┌──

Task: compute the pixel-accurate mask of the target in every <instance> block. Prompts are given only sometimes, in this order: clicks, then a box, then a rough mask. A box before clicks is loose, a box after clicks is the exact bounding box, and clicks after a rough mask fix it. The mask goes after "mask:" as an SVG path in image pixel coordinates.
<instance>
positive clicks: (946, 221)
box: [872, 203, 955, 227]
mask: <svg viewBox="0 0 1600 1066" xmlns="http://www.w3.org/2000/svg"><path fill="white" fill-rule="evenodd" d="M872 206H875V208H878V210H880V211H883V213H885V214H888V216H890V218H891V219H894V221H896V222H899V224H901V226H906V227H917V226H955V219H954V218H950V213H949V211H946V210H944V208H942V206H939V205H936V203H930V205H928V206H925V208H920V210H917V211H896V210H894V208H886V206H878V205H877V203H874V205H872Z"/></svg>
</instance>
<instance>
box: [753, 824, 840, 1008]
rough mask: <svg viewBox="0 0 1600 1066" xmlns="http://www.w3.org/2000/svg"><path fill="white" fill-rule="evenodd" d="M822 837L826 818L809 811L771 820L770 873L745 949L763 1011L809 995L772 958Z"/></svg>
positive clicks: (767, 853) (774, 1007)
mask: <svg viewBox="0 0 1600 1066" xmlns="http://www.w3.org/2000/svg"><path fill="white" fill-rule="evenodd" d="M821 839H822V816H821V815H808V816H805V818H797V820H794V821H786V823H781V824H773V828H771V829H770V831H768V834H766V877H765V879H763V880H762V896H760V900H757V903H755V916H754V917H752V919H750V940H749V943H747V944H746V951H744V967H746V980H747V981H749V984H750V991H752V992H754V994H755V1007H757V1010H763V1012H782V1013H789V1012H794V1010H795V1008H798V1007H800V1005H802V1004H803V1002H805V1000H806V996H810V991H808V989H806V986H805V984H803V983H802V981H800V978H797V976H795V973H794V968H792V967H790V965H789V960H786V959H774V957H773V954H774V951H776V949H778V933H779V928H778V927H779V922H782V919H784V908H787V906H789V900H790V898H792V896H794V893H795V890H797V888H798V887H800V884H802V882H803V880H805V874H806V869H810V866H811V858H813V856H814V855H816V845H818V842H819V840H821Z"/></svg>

└──

Reproduce every line above verbatim, changing nothing.

* [Completed exercise]
Task: compute the pixel-accurate mask of the target in every <instance> block. Prompts are given only sometimes, in this order: clicks, then a box, then a rough mask. A box before clicks is loose, a box after clicks is the exact bounding box, and clicks after a rough mask fix it. The mask goes after "mask:" as an SVG path in image pixel coordinates.
<instance>
positive clicks: (946, 221)
box: [872, 203, 955, 227]
mask: <svg viewBox="0 0 1600 1066" xmlns="http://www.w3.org/2000/svg"><path fill="white" fill-rule="evenodd" d="M872 206H875V208H878V210H880V211H883V213H885V214H888V216H890V218H891V219H894V221H896V222H899V224H901V226H906V227H917V226H955V219H954V218H950V213H949V211H946V210H944V208H942V206H939V205H936V203H930V205H928V206H925V208H920V210H917V211H896V210H894V208H886V206H878V205H877V203H874V205H872Z"/></svg>
</instance>
<instance>
box: [753, 824, 840, 1008]
rough mask: <svg viewBox="0 0 1600 1066" xmlns="http://www.w3.org/2000/svg"><path fill="white" fill-rule="evenodd" d="M822 837L826 818L809 811L771 820L770 873L745 949L763 1011L809 995L772 958Z"/></svg>
positive clicks: (767, 853) (774, 1007)
mask: <svg viewBox="0 0 1600 1066" xmlns="http://www.w3.org/2000/svg"><path fill="white" fill-rule="evenodd" d="M821 839H822V816H821V815H808V816H805V818H797V820H794V821H786V823H781V824H773V828H771V829H770V831H768V834H766V877H765V879H763V880H762V896H760V900H757V903H755V916H754V917H752V919H750V940H749V943H747V944H746V951H744V967H746V980H747V981H749V984H750V991H752V992H754V994H755V1007H757V1010H763V1012H782V1013H789V1012H794V1010H795V1008H798V1007H800V1005H802V1004H803V1002H805V1000H806V996H810V991H808V989H806V986H805V984H803V983H802V981H800V978H797V976H795V973H794V968H792V967H790V965H789V960H786V959H774V957H773V954H774V951H776V949H778V933H779V928H778V927H779V922H782V919H784V908H787V906H789V900H790V898H792V896H794V893H795V890H797V888H798V887H800V884H802V882H803V880H805V874H806V869H810V866H811V858H813V856H814V855H816V845H818V842H819V840H821Z"/></svg>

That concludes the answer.